Work to complete >>
Pictures excluded, copy every record that follows exactly as it appears.

+---+

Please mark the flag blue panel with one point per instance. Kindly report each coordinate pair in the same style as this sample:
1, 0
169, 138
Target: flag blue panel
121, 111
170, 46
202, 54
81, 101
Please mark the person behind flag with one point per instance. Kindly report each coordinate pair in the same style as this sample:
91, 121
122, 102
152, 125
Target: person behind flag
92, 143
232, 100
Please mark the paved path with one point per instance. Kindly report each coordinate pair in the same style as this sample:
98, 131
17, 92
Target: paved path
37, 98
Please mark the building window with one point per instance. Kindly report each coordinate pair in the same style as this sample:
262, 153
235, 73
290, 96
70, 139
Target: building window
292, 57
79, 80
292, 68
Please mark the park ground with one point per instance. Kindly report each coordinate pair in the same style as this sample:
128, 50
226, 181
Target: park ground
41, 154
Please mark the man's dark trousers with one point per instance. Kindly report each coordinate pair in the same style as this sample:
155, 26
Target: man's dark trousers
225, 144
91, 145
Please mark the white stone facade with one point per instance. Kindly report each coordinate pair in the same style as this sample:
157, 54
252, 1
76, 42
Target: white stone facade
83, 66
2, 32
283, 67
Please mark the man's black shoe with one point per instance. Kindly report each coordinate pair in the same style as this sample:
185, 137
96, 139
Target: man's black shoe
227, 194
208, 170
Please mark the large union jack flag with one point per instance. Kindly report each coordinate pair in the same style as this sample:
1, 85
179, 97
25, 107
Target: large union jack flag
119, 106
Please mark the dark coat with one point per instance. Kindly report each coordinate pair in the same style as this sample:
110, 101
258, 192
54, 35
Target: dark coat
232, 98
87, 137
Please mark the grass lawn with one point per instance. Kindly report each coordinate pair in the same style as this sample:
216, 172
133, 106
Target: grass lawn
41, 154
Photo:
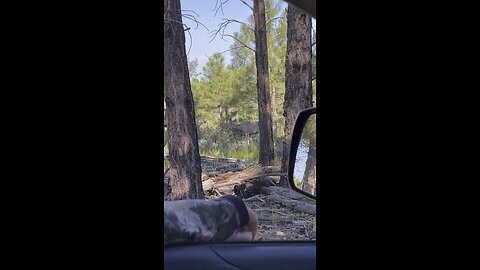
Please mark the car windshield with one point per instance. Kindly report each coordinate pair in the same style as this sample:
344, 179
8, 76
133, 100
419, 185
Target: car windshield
236, 76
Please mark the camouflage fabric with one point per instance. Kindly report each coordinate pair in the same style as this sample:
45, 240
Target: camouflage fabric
199, 220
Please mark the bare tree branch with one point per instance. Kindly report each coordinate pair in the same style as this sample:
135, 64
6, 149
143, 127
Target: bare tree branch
232, 49
220, 7
269, 20
247, 4
187, 29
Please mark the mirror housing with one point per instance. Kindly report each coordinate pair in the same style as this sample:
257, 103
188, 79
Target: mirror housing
299, 130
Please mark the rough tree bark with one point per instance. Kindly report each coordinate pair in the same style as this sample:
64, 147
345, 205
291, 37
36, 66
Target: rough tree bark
298, 75
265, 111
184, 157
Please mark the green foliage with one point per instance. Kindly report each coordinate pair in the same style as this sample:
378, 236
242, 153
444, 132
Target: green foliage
297, 182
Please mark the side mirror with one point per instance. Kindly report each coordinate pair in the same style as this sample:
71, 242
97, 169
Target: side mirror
302, 165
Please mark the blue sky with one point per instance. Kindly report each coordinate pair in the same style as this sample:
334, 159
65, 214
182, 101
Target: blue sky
201, 47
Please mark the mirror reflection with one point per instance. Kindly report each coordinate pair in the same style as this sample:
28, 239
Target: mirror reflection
304, 174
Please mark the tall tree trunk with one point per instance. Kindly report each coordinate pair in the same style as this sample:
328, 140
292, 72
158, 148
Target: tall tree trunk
274, 109
185, 168
298, 75
309, 180
265, 112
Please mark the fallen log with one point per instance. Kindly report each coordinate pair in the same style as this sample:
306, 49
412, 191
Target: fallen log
286, 197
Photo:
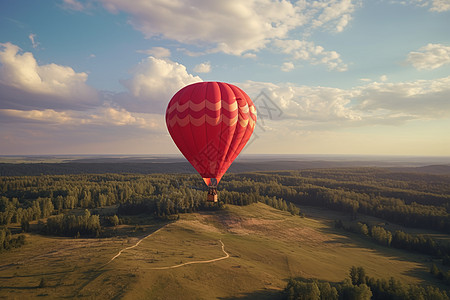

+---+

Exercise output >>
Please mark the flag blue panel with one point per instance. Kindly report each coordinate pair in the same style as this sample:
1, 0
169, 138
Target: flag blue panel
121, 111
170, 46
202, 54
81, 101
Please mark the person behind flag with one point per instance. Kindly report each coordinate pair in the same style as this sample:
91, 121
122, 102
152, 125
Target: person behind flag
92, 143
232, 100
Please mark the paved path with one point per instance. Kindly report each coordinate pair in the same style as this sample:
98, 131
17, 92
Target: paved path
37, 98
Please mark the building window with one point per instance. Kindly report each coordinate pair in the same style as this sample:
262, 153
235, 73
290, 96
70, 139
Target: building window
292, 57
79, 80
292, 68
Please mark the park ground with one point per instance. Kindly report each coordinate pair in the same style as this sample:
128, 50
226, 181
Target: park ground
41, 154
Please mark the man's dark trousers with one point per instance. Kindly report each coordinate pair in the same style as this sample:
155, 26
Target: man's dark trousers
225, 144
91, 145
Please mark the white stone facade with one point per instance. Kindly report each coordinate pair in the same style as this sample:
157, 54
252, 1
76, 42
Target: white stone facade
83, 66
2, 32
283, 67
Please mark the man's black shoe with one point per instance. Kindly report each coordinate pair in the same style as this sample:
185, 137
96, 139
Target: man's black shoe
227, 194
208, 170
Please mark the large union jack flag with one point per instance. Kindly report each coordinate pair in the same style as this sample:
1, 85
179, 97
25, 107
Target: large union jack flag
119, 106
Please mark the dark coat with one point per instance. Kindly report each coordinate pair in the same style as this sample:
110, 101
258, 192
54, 35
Target: dark coat
232, 98
87, 137
Please mark the grass lawn with one point per instance. Kindly report each coordinate pair in the same style as this sample:
216, 172
133, 106
Target: grass lawn
41, 154
Photo:
Please mark the car windshield with one point per instance. Kindly report each coordinate pair in the same style as this sample:
344, 179
8, 76
133, 100
419, 185
Target: car windshield
236, 76
Please mark the camouflage fabric with one point per instance. Kindly report each coordinate pair in the same style as this sample:
45, 240
Target: camouflage fabric
199, 220
Please mark the bare tree branch with one point per instance. Kindly report each coordinate pair in the same style as this sample:
135, 64
6, 149
143, 127
Target: bare tree branch
232, 49
220, 7
269, 20
247, 4
187, 29
Please mark the mirror housing with one point per instance. Kindly report each coordinate pair in the same style as this sample:
257, 103
188, 79
Target: mirror housing
299, 130
Please mark the rough tree bark with one point per instance. Kindly report each coordinate pair in the same style as this sample:
64, 147
345, 205
291, 37
36, 66
Target: rough tree bark
298, 75
265, 111
184, 157
Please mark the green foliage with one point per instance. Kindly report each coordinate pair in the same style as this sample:
378, 236
242, 153
444, 132
Target: green foliage
297, 182
Please mark the side mirror with one point per instance. Kindly report each coordinate pair in the same style as this sample:
71, 242
97, 169
Target: side mirror
302, 165
Please mark the blue sky with one point per instance. Kindly report each coordinate pair in the same style as this sample:
334, 159
65, 214
182, 101
Target: blue sky
201, 47
Please mark the mirror reflection with one point per instance. Kindly report each coordinate pair in the same style as this sample:
28, 239
Target: mirror reflection
304, 174
Please mark the tall tree trunk with one point per instance. Kindly report each coordinate pair in the same style as this sample:
328, 140
292, 72
158, 148
Target: tall tree trunk
274, 109
185, 168
298, 75
309, 180
265, 112
Please mark the fallen log with one point per instance. Kindly report each coordinate pair in the same style as this sample:
306, 49
412, 191
Target: fallen log
286, 197
Photo:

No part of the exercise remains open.